--- START OF Given data ---

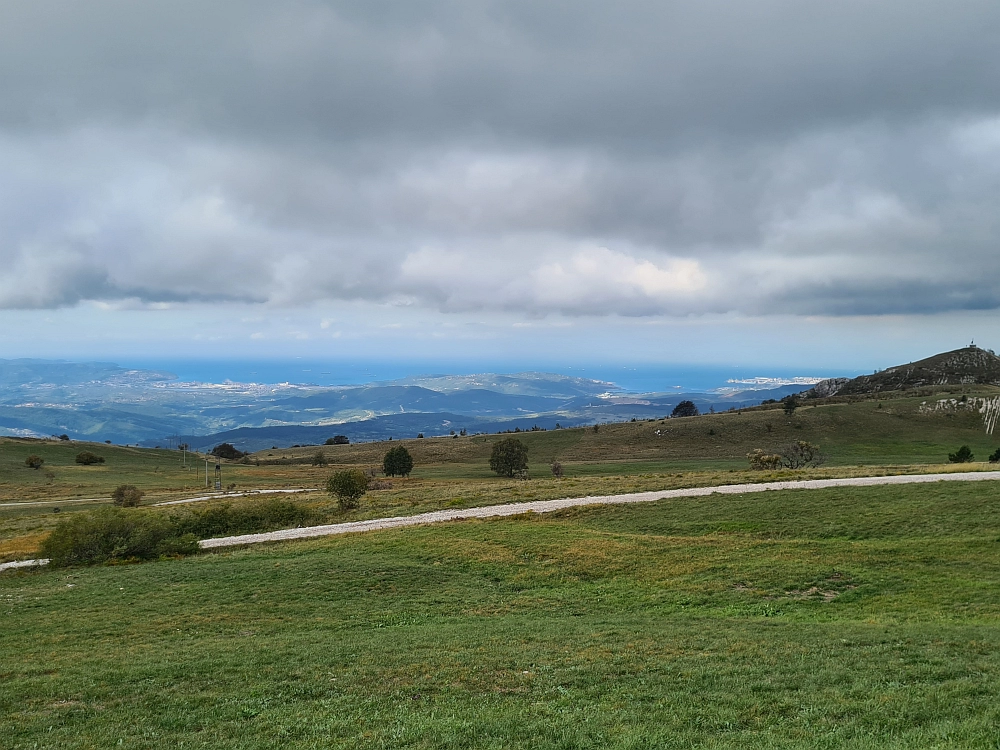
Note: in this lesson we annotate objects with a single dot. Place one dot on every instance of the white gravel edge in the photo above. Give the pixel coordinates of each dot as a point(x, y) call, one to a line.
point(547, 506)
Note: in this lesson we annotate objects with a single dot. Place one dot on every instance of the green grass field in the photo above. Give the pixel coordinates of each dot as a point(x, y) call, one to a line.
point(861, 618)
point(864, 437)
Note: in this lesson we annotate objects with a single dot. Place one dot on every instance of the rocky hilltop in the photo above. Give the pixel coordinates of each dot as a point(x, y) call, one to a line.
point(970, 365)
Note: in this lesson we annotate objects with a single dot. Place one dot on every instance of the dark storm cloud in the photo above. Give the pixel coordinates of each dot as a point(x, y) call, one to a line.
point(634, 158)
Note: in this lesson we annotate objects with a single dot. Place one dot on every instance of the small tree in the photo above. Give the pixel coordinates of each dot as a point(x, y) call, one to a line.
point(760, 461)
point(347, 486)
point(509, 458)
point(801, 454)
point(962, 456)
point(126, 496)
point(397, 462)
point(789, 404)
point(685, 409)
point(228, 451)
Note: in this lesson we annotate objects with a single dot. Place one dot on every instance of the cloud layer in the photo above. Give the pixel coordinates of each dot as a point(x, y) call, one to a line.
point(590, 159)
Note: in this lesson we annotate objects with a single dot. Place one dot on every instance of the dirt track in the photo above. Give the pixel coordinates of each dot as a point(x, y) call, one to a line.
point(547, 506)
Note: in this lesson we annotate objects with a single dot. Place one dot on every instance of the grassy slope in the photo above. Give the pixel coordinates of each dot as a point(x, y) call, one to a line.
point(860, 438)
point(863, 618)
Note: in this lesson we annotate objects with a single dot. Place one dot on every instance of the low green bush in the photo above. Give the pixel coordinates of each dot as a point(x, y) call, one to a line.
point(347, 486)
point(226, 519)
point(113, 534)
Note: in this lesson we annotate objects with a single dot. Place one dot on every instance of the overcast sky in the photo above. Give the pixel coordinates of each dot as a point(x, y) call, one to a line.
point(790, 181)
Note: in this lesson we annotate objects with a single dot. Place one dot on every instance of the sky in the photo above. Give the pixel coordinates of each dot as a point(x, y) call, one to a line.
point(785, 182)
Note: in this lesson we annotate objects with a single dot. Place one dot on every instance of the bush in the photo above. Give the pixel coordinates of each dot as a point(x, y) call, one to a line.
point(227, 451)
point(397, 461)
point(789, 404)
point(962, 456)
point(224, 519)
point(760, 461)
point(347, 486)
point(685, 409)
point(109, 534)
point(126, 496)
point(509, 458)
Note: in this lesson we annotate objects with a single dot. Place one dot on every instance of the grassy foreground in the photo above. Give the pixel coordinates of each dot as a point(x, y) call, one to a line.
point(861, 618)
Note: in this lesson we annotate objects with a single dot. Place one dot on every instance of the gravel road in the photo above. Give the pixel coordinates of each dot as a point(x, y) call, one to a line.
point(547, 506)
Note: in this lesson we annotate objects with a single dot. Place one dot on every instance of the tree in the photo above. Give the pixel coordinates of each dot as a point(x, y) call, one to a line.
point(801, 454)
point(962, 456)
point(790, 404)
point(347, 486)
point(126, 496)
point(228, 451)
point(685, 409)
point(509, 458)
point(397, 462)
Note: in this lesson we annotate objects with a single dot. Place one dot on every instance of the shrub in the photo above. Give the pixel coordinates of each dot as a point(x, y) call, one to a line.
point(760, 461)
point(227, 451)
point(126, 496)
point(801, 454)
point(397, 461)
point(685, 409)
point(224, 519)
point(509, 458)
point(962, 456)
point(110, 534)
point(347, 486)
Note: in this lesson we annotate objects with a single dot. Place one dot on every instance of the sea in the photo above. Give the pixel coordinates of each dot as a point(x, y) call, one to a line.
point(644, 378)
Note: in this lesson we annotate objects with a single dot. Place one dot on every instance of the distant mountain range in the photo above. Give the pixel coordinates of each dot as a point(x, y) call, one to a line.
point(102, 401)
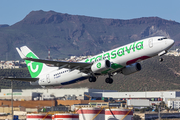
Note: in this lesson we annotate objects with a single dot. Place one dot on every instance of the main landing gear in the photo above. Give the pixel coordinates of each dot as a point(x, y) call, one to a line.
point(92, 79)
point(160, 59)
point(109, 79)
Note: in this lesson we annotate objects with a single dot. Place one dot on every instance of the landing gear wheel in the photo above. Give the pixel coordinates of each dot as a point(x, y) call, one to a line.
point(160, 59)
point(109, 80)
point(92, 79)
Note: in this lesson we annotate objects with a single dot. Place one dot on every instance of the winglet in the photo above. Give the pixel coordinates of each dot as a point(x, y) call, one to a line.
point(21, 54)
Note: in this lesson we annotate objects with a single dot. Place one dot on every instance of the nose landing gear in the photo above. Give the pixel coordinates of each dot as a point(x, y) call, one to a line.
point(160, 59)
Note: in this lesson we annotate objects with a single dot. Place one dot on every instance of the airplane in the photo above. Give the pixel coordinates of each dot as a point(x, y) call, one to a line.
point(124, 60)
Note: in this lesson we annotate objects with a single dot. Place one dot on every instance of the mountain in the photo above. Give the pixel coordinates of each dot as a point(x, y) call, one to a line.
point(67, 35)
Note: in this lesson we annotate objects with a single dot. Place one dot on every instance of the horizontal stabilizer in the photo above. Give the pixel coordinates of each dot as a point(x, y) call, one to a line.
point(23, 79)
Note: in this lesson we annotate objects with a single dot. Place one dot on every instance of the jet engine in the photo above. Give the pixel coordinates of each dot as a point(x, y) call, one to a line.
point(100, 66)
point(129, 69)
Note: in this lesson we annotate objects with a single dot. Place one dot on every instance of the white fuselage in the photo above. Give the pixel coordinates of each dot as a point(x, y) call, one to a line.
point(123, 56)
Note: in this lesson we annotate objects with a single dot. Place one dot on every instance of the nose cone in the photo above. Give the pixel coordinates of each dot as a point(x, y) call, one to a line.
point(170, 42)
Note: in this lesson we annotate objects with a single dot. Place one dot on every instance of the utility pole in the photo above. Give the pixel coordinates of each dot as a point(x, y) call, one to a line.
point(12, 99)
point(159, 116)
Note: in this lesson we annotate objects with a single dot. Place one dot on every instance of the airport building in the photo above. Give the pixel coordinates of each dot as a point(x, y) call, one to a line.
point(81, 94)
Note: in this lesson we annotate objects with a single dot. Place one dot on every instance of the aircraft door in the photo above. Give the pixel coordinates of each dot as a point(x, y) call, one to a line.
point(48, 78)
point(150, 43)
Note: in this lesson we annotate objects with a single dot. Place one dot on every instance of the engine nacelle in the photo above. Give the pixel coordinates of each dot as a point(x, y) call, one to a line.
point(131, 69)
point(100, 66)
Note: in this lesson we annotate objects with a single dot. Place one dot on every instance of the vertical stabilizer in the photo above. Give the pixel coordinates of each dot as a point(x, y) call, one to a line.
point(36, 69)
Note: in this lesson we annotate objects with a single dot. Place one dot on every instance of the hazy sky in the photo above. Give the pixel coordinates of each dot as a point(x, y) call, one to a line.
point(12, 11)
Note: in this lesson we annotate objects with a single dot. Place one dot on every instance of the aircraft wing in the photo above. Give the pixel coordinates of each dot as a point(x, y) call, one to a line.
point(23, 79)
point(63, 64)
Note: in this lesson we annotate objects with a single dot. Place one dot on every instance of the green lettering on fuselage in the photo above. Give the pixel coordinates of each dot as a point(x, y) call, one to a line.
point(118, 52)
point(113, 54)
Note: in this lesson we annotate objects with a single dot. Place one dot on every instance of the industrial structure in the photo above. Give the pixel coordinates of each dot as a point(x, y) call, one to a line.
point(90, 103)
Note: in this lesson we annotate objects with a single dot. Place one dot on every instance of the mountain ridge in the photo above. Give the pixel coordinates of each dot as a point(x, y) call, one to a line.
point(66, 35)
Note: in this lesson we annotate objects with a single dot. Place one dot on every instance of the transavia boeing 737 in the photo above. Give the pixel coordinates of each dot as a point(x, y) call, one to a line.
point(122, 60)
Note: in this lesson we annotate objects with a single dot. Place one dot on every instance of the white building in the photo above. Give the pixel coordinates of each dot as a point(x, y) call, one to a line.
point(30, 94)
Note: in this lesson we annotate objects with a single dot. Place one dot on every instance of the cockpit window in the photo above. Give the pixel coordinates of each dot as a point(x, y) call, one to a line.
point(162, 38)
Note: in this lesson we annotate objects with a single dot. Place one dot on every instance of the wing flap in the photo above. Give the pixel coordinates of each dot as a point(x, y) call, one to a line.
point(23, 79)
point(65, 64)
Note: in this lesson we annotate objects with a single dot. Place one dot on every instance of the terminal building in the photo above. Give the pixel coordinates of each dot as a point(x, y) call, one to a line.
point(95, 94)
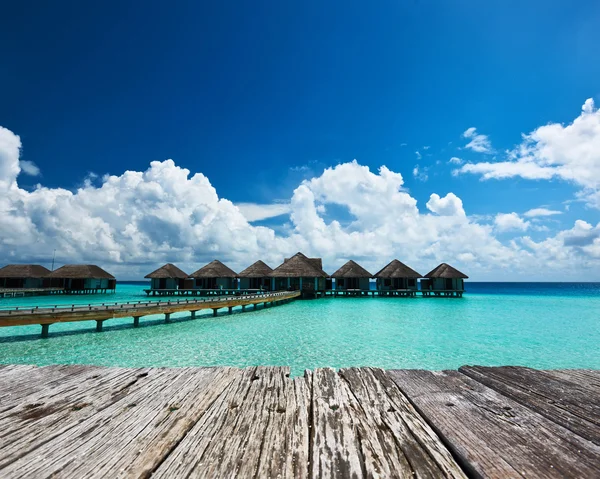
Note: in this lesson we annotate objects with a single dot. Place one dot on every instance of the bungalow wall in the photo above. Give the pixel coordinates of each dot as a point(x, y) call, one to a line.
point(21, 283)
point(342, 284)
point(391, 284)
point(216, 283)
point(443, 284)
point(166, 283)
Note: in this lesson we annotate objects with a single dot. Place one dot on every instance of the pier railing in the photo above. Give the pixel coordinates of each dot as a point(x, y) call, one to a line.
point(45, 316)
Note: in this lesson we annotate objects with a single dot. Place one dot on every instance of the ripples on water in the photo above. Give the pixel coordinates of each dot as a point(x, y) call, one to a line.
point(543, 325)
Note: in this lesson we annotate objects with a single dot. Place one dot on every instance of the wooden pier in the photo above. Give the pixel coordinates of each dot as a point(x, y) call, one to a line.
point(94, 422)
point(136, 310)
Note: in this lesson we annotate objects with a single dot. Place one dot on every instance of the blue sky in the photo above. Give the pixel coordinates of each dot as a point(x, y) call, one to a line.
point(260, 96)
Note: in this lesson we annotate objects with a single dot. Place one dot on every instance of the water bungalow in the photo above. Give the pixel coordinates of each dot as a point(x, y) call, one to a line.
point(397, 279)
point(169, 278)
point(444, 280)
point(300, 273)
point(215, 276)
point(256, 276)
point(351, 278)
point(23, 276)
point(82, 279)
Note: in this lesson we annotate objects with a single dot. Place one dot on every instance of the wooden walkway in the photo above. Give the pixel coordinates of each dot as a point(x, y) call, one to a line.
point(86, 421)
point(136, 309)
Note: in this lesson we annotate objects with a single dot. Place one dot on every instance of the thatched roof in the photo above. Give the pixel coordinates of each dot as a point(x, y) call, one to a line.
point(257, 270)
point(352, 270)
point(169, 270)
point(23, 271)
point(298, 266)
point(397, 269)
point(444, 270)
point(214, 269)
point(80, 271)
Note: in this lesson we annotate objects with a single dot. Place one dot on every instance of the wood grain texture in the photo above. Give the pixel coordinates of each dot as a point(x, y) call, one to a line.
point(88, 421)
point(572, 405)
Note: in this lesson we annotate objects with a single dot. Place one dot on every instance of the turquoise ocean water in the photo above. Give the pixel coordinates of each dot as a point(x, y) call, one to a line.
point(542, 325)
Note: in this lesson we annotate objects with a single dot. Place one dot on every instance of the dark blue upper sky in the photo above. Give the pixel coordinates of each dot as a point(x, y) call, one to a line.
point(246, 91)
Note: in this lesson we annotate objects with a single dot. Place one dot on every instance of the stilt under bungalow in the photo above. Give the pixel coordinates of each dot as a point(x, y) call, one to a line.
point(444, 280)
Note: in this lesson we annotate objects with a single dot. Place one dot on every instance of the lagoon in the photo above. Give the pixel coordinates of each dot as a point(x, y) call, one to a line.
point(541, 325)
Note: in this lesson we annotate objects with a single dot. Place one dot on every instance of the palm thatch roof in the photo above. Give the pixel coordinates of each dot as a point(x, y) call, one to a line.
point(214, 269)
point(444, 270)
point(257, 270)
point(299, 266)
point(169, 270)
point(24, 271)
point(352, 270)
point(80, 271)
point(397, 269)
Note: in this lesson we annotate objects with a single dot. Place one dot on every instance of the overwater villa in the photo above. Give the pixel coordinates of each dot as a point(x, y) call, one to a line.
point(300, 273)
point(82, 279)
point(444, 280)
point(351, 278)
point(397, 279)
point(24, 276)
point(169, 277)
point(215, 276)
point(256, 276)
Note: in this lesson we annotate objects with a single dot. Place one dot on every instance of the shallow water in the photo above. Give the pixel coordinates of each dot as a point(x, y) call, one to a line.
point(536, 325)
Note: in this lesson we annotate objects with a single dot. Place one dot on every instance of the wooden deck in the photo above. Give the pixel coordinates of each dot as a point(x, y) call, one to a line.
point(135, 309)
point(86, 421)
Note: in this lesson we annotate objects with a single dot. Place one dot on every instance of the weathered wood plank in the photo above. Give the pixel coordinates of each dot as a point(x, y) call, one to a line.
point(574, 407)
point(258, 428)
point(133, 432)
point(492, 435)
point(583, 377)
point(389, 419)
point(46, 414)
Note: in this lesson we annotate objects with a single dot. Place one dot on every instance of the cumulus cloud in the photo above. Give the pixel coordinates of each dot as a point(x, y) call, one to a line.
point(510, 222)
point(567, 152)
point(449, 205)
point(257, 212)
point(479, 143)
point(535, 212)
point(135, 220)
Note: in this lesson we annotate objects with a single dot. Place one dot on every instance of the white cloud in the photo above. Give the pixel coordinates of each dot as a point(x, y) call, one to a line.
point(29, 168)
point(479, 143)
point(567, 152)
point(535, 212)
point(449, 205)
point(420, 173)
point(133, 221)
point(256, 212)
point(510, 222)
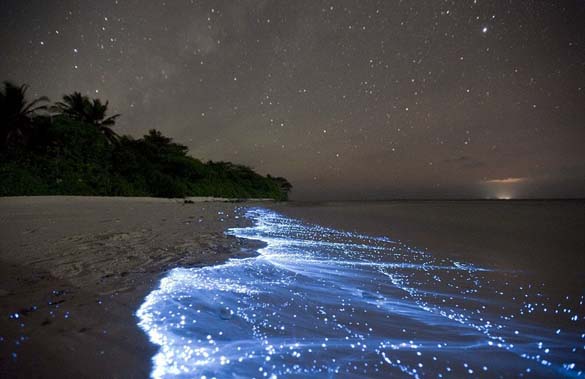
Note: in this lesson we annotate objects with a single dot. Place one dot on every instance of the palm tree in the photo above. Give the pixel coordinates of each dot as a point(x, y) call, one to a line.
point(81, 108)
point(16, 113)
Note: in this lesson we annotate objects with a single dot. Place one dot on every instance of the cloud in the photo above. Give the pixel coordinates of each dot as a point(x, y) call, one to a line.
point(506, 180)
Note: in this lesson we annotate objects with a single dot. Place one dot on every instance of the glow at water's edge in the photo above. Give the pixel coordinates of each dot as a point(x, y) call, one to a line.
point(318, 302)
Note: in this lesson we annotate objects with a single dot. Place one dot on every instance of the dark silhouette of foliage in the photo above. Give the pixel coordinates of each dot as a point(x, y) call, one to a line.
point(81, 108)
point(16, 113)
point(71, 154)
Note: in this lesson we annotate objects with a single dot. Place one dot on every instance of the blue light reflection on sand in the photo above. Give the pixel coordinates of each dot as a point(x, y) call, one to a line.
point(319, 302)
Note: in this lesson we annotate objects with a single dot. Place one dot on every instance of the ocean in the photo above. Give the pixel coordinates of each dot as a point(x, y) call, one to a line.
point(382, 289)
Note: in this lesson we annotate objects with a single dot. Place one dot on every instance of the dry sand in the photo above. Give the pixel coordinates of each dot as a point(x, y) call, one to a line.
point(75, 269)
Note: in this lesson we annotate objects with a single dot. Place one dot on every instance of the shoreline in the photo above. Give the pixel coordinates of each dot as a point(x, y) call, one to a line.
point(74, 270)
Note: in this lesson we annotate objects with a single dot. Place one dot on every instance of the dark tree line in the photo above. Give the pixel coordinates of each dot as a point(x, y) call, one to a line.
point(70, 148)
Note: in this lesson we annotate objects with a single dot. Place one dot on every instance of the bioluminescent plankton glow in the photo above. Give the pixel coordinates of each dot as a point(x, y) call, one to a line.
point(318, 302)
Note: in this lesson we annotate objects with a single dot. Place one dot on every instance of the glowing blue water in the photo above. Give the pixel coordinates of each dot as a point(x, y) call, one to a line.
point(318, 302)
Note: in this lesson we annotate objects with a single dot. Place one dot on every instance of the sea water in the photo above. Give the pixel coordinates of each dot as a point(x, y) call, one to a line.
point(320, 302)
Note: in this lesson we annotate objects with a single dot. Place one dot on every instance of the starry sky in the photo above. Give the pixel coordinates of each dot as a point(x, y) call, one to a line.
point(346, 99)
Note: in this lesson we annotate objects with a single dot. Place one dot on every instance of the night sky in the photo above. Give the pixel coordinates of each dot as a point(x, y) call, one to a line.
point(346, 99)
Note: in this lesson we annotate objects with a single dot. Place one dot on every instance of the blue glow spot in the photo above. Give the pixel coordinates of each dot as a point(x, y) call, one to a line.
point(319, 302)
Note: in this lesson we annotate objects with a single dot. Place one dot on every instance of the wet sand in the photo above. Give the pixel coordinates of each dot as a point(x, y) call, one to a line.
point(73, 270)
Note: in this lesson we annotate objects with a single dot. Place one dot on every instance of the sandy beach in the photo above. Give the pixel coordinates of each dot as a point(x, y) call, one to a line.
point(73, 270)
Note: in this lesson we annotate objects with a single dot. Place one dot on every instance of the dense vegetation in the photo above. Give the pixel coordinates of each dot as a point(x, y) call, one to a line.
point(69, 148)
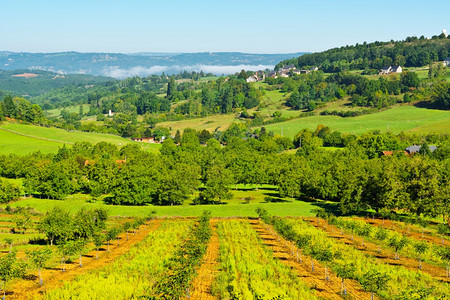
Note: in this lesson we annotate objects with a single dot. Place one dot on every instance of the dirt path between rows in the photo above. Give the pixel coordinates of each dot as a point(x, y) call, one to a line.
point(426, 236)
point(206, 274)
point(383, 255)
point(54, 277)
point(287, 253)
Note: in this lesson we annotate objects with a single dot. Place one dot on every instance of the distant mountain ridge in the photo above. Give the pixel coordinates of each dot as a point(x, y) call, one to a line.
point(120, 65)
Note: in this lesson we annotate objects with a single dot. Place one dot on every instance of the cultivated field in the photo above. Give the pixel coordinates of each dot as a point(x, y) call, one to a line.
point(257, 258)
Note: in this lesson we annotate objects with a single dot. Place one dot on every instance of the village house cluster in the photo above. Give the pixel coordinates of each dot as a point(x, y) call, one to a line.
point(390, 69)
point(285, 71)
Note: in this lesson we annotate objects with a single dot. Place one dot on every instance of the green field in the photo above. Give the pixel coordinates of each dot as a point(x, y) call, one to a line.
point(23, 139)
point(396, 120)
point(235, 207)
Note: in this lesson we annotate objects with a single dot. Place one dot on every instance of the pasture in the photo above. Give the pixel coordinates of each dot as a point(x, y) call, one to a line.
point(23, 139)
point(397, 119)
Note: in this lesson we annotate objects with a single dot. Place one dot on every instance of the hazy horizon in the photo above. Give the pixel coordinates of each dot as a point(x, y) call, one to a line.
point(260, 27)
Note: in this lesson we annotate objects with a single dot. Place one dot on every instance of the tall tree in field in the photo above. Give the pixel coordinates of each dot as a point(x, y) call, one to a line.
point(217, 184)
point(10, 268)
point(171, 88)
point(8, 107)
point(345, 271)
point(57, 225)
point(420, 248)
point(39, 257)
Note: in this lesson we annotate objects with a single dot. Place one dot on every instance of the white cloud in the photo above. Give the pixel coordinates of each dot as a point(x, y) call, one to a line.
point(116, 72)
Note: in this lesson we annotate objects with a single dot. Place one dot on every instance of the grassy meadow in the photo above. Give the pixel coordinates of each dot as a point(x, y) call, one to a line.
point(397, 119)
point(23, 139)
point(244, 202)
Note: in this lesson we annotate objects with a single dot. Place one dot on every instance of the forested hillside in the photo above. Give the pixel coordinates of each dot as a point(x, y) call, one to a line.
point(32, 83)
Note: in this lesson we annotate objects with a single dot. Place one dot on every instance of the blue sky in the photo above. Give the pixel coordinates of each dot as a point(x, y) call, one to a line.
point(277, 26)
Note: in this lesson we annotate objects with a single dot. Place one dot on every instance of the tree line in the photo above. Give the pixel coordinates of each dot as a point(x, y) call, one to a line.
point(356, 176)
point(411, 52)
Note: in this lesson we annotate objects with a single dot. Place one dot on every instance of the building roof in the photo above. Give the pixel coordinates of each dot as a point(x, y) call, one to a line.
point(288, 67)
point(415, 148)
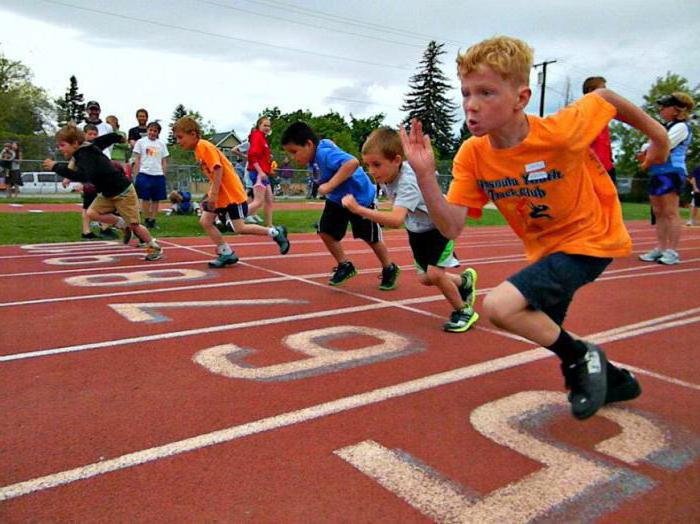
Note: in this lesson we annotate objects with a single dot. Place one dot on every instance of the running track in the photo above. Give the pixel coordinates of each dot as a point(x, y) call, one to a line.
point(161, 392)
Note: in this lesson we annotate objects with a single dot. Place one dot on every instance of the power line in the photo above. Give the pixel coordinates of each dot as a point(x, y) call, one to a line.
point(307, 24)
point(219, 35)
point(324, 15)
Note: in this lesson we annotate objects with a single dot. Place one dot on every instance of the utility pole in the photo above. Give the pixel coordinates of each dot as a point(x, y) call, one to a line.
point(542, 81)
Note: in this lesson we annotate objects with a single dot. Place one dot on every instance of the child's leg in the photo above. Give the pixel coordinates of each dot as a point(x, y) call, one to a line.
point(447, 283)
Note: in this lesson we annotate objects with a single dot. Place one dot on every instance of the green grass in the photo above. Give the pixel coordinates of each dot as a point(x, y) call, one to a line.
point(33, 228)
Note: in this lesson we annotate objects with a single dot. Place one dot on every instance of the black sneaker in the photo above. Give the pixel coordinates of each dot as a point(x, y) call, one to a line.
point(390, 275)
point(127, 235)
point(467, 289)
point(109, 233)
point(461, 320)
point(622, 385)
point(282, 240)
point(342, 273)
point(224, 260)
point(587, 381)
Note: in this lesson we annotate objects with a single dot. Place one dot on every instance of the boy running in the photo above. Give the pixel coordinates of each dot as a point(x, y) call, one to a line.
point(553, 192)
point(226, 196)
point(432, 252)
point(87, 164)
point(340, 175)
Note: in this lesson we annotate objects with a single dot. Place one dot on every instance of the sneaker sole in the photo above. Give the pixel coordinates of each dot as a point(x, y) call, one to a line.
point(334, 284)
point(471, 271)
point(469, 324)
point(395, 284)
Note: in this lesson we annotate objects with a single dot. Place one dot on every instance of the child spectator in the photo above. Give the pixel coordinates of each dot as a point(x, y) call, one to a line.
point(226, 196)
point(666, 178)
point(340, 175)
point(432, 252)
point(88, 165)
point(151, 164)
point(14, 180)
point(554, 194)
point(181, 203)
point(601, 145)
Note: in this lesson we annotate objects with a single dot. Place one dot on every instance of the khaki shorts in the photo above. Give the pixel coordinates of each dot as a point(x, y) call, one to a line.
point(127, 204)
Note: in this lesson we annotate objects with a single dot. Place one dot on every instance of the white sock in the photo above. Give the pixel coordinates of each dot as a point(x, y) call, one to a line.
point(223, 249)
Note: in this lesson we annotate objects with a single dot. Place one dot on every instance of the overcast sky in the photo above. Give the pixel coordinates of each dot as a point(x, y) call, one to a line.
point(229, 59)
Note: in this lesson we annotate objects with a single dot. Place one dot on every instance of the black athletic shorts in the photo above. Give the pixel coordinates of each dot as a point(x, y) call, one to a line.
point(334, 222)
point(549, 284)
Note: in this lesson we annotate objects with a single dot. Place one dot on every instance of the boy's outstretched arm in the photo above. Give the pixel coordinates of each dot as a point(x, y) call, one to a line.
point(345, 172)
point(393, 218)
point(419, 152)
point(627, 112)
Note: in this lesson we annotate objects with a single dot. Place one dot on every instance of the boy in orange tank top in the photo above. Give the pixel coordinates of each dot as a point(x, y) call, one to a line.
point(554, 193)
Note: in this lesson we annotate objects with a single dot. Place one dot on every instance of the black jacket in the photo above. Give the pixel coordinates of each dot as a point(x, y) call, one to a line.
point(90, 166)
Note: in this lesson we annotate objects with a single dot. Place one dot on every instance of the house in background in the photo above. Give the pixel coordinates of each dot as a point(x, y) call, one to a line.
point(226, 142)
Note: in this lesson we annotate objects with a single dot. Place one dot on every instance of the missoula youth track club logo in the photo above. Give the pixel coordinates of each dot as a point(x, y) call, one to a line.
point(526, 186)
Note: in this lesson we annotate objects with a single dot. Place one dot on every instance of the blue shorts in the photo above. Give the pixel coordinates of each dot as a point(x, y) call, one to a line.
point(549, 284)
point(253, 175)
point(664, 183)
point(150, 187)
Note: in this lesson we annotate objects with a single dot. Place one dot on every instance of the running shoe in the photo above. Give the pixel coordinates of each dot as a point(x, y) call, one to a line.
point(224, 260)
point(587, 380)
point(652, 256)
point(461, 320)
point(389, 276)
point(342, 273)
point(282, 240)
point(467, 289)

--- END OF Given data ---

Reproduce exactly the line containing "of the missoula" and every line after it through the end of the records above, and nothing else.

■ Answer
Note: in this lesson we annotate objects with a single dot. Place one dot on every instance of the missoula youth track club logo in the photo above. Give the pixel coordinates of each dot as a point(x, y) call, one to a line.
point(526, 186)
Note: in this lesson we annotate objects with a single dot. Place one dot on every instance of the blue shorts in the photo above. Give the pixel coordinates of each dot as a point(x, y) call, one to a line.
point(549, 284)
point(253, 175)
point(664, 183)
point(150, 187)
Note: in this lesson we annotate objects with a single dot. Place one dot on every instance of the running shoe in the photo above. Give the pixel coordinates of each dot as a point(x, y) call, one to a line.
point(224, 260)
point(587, 380)
point(652, 256)
point(461, 320)
point(389, 276)
point(342, 273)
point(282, 240)
point(467, 289)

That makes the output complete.